[Position annotation records]
[BEGIN]

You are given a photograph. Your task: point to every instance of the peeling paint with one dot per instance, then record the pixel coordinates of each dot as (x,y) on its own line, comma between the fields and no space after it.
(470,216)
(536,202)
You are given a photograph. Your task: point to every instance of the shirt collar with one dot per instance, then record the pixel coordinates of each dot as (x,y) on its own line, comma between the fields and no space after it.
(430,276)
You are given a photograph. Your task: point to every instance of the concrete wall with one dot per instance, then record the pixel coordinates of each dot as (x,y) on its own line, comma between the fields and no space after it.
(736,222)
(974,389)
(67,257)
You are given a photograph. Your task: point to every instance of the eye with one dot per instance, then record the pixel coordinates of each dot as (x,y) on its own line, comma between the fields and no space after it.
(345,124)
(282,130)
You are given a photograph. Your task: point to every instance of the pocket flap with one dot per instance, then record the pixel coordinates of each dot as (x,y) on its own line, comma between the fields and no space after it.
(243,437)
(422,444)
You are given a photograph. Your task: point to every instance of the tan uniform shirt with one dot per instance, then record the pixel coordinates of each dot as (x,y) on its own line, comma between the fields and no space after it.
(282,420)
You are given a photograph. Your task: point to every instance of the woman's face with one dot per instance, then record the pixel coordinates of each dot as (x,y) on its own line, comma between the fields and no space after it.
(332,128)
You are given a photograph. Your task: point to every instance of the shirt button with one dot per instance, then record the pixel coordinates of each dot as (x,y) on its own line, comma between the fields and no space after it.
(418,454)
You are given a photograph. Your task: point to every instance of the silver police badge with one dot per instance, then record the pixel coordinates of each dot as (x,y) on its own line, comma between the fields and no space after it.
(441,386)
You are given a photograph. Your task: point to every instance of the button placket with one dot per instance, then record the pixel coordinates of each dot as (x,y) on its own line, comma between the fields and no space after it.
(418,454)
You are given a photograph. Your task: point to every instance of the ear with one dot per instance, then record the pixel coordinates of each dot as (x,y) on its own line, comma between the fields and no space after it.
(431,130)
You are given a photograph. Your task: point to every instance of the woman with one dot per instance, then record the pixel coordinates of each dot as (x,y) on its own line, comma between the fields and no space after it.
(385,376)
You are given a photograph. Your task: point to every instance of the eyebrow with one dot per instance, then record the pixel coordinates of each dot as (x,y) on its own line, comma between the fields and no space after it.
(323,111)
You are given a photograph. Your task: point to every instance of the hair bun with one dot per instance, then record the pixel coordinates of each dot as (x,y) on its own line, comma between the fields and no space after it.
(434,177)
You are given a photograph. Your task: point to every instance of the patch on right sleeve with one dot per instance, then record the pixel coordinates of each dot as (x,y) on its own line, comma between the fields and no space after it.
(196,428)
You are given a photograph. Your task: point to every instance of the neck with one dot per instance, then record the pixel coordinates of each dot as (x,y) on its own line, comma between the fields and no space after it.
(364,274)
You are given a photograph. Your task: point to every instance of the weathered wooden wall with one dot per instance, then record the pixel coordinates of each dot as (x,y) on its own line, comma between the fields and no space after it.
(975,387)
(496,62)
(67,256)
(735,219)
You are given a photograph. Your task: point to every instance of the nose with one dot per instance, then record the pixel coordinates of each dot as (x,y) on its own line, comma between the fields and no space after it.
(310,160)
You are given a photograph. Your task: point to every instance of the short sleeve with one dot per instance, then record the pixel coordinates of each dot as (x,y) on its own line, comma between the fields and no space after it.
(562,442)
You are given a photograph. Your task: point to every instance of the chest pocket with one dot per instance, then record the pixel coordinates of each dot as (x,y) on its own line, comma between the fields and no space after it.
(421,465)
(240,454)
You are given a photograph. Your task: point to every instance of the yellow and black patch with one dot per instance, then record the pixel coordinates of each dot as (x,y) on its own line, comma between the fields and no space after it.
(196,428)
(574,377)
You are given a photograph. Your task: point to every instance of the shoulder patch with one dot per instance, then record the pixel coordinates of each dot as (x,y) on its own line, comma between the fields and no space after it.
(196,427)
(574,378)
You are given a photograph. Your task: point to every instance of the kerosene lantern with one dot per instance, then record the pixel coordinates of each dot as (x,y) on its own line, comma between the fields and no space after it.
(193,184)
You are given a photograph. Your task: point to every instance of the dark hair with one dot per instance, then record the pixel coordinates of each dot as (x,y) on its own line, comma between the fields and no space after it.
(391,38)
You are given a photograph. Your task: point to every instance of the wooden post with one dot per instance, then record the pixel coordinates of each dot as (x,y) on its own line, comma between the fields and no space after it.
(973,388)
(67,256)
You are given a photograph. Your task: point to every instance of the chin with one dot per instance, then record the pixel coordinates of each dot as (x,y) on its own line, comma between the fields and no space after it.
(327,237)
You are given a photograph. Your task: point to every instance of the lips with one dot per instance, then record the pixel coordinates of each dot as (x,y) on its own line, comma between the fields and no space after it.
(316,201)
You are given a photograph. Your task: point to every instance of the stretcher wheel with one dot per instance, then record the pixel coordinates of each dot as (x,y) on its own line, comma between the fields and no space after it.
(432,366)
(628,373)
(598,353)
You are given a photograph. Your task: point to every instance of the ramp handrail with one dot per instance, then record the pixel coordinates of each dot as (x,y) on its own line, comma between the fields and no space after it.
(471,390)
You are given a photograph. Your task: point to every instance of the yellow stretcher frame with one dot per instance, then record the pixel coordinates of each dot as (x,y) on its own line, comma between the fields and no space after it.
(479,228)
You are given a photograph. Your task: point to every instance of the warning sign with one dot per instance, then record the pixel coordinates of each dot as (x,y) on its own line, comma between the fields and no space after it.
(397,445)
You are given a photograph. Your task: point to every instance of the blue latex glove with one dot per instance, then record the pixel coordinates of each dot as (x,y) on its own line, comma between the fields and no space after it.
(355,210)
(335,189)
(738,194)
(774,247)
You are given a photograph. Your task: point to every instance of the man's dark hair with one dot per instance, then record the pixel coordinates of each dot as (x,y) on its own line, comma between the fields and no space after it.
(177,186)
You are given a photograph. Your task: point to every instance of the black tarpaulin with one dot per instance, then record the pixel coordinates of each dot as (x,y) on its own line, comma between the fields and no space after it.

[END]

Instructions for the task | Reproduce every one of the records above word for word, preserving their order and line breaks.

Output below |
You are given a photograph. Your task: point to every instance of the peeling paint with one dot per instance, then record the pixel coordinates of each dot as (x,y) on its own line, comma between the fields and no space after it.
(470,216)
(536,202)
You are given a photograph. Your task: point to every instance of the shirt collar with one dot per instance, then record the pixel coordinates of each dot as (x,y) on its own line, comma between the fields and no space after it.
(430,276)
You are given a photograph. Your task: point to every instance of the concrete wall with one dot per instance, then record the pixel coordinates of each dot as (x,y) on its own line, comma between the fields and no space after it.
(736,222)
(974,389)
(67,257)
You are given a photograph. Your task: point to every instance of the eye with one dot per instance, then record the pixel coordinates of each dot as (x,y) on its own line, comma between the fields and no space after it.
(345,124)
(282,130)
You are given a photograph. Your task: point to every instance of the pocket flap with one dot per instance, then record the pixel coordinates of each dot as (x,y) on its own line, comma between the fields and no space after it.
(243,437)
(422,444)
You are given a photograph. Your task: point to every instance of the tan uniform shirt with one dot per instance, then record the pixel coordinates of each dot as (x,y) on its own line, comma between the fields and no space after it.
(282,420)
You are given a photograph. Your task: point to every instance of the woman's face with one dot per instance, then record the pixel coordinates of each dot as (x,y) on its own line, comma between the fields and no space after it.
(332,128)
You are given a photograph. Your task: point to every instance of the shirt button with one dot per instance, then record the pixel coordinates of each dot as (x,y) on its own line, comma between the fields and no space after it.
(418,454)
You are given a photograph. Your task: point to every instance of the silver police badge with one dot per instance, then record the pixel coordinates of each dot as (x,y) on its own line, comma between the fields and no space after it.
(441,386)
You are given a photograph. Your task: point to every instance of the button placket with one dot per instance, then record the pixel coordinates of each dot as (x,y) on its own line, comma between the fields and no space after it.
(418,454)
You are given a photograph. Your task: point to every instance of the ear with one dot per instance, then record the pixel coordinates of each dot as (x,y) on its own line, comma between the fields and no space after it.
(431,130)
You are given a photograph. Your task: point to every instance of the woman with one dot per instance, then record the pixel coordinates of each dot as (x,y) on its own line, comma between the fields and no space after it.
(385,376)
You are given a photograph. Your task: point to every instance of the eyebrow with one dot per instance, then record the pixel coordinates of each dot as (x,y) on its own line, comma between the fields and no space after it.
(323,111)
You are given a photograph. Your task: point to every instance of the hair bun with one dot per instance, then record the pixel coordinates of each dot as (x,y) on its own line, comma between the fields and no space after it.
(434,177)
You are given a photograph. Your task: point to every instance of the patch on right sleeve with one dot per instance, then record the pixel coordinates of each dot as (x,y) on its own line, comma between the fields and no space after it.
(196,428)
You are given a photograph. Your task: point to every instance of the neck with one dot per instance, then record the pixel coordinates of each dot as (x,y) on its own line, comma between the fields and no space after it.
(364,274)
You are given a photograph. Your task: point to every instance of the weathered wooden wall with one dot per instance, then record the pixel coordinates of each dot as (x,y) on its own line, comma between the fields and no space after it.
(975,387)
(496,62)
(67,256)
(735,219)
You are given a photograph. Your task: point to every instance of the nose with one dot per instance, then record the pixel coordinates of each dot as (x,y) on its own line, comma between the fields and no space after it.
(310,160)
You are given a photograph. Your task: point to every instance of the short sleeve with one dot per instance, then record the pixel coordinates of each dot as (x,y) on its own line, comma between the fields and no space after it.
(562,442)
You are given a photograph. Your task: point to every instance of the chest pocket with one dot per instance, then record the pixel coordinates of each dot as (x,y) on its own line, comma between the fields and no space after it.
(421,465)
(240,454)
You are given a photograph. Your task: point to every instance of the yellow and black patch with one dot per instance, then record the pixel coordinates of each dot as (x,y) on its own line, comma between the fields and no space after it.
(196,428)
(574,377)
You are given a photograph. Your task: point to every instance of the shoulder patch with one dot per instance, then record the pixel coordinates of each dot as (x,y) on its own line, comma between the fields and no space after it.
(196,427)
(574,378)
You are given a photograph. Your task: point to every instance of the kerosene lantern with one dot per instance, then record the pixel coordinates of each dot as (x,y) on its own line, comma between the fields and no space after it.
(193,184)
You are given a photograph. Your task: point to every instance of the dark hair with one dot per instance, then record the pixel coordinates of each dot as (x,y) on its own line, comma between the fields and no space after it.
(391,38)
You are given a photograph. Your task: point to every instance of the wooden post with one dot per instance, then record the pixel coordinates of each dot as (x,y) on its own line, comma between the fields and no space after it.
(973,388)
(67,256)
You are given a photograph. Your task: point to every instance of the chin with one dot per instance, then record the pixel coordinates of each dot as (x,y) on its own line, comma between the fields and no space after it.
(327,237)
You are given a photograph. Your task: point to every instance of the lips with one dot per instance, then record the pixel coordinates of each dot as (x,y) on its own line, comma between the fields and no space after it.
(316,201)
You are given a photograph. Your task: point to every instance of the stretcher wheel with one dot per instance, then record the pixel coordinates of each dot as (x,y) on its own line, comma between the fields and no space after it.
(432,366)
(628,373)
(598,353)
You are given a photograph. Your task: point to every instance of the ramp handrail with one dot per instance, then record the pixel coordinates of each dot as (x,y) on its own line, comma between the fields and no space after it.
(471,390)
You are given a photograph. Your task: point to every instance of the yellow stretcher frame with one dot per instance, then record the pixel coordinates of each dot as (x,y) on its own line, comma between the fields and no space after it.
(479,228)
You are given a photograph. Your task: point to every instance of the warning sign with one dot per instance, then record the pixel coordinates of each dot as (x,y) on its own line, comma between the fields and no space after it.
(397,445)
You are given a photograph. Your task: point to every instance of the blue latex glove with one dot per instance, then record the pixel coordinates of each dot as (x,y) on its own line, comma between the fields and no space after it.
(355,210)
(335,189)
(738,194)
(774,247)
You are given a photograph. Your task: point to every instance of the man's dark hair with one dot per instance, then record the pixel coordinates of each dot as (x,y) on its own line, comma between the fields and no space after it.
(177,186)
You are given a photograph. Your task: point to every instance of the black tarpaulin with one dot per instance, then record the pixel coordinates of each dot as (x,y) on its own line, comma between the fields and no space after it.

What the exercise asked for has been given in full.